▸ **Aim of the exercise**
Copy each of the records below word for word, but leave out the pictures.
## BEGIN Records supplied
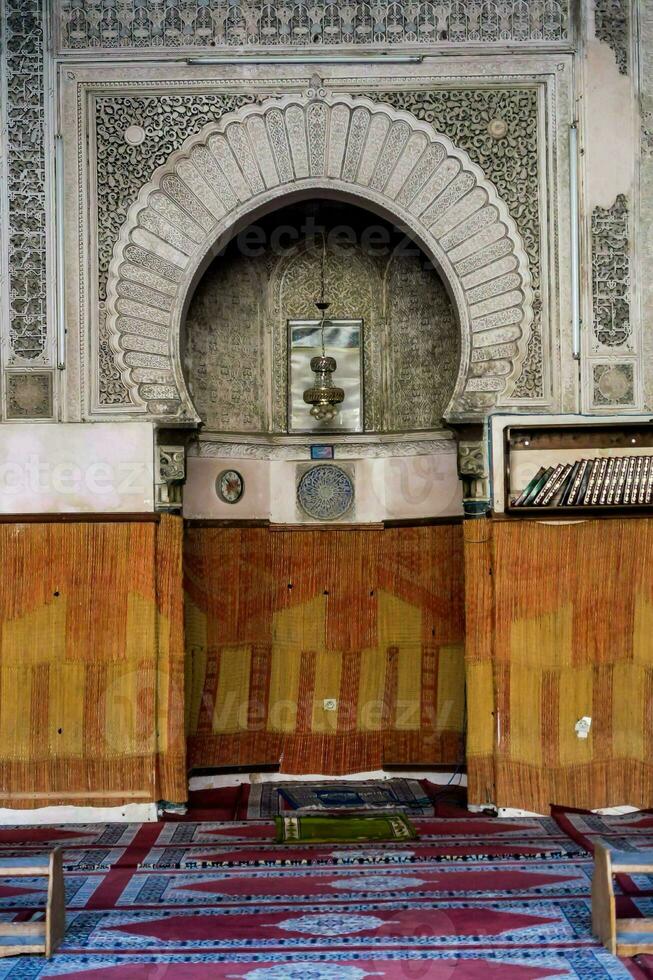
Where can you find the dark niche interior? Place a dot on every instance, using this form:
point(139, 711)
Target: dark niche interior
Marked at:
point(236, 331)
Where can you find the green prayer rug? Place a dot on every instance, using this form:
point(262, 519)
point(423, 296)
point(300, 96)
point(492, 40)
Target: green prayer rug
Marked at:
point(343, 829)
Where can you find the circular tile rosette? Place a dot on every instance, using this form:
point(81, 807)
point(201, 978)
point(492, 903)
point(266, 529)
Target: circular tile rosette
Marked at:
point(325, 493)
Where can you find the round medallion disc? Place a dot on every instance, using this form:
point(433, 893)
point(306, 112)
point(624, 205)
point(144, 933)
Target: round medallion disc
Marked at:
point(230, 486)
point(325, 492)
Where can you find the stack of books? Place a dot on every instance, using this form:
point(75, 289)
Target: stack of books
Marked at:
point(609, 481)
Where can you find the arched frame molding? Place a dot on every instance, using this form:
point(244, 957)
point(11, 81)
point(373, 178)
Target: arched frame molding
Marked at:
point(257, 159)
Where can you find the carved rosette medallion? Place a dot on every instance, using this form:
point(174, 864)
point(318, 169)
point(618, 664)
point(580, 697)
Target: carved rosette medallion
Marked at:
point(325, 492)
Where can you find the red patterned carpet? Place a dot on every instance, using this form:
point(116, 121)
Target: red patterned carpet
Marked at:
point(218, 899)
## END Records supplied
▸ **Right answer**
Where can you find the dark niche interior? Place a dot on every instance, using this form:
point(139, 711)
Target: dark niche interior
Marked at:
point(236, 331)
Where can you find the green prayer rug? Place a dot on every instance, using this form:
point(262, 519)
point(423, 296)
point(300, 96)
point(492, 40)
Target: green prayer rug
Marked at:
point(343, 829)
Where can you find the circular tile rosette? Place a dot on every instance, using this form:
point(81, 807)
point(201, 978)
point(492, 903)
point(266, 529)
Target: circular tile rosette
Marked at:
point(325, 493)
Where can you find the round medallion disc? Place a dot on every instance, using this form:
point(433, 893)
point(306, 112)
point(624, 205)
point(144, 933)
Target: round medallion disc
Marked at:
point(230, 486)
point(325, 492)
Where can you find the stack of books? Place a dot on every instance, using this form:
point(75, 289)
Target: stack of books
Marked at:
point(609, 481)
Where can you find the arched frame molding? Place a dot on every instance, using this form:
point(244, 957)
point(11, 81)
point(373, 178)
Target: arched frame molding
Marked at:
point(257, 159)
Where can you find the carved rosette medallion? Place a dot on every instance, using this form:
point(174, 864)
point(318, 169)
point(618, 664)
point(580, 697)
Target: carved rosette medallion
Marked at:
point(325, 492)
Where can you find the red patterned carpet? Place a dot on every instance, using this form:
point(116, 121)
Target: red patterned carpet
Marked at:
point(218, 899)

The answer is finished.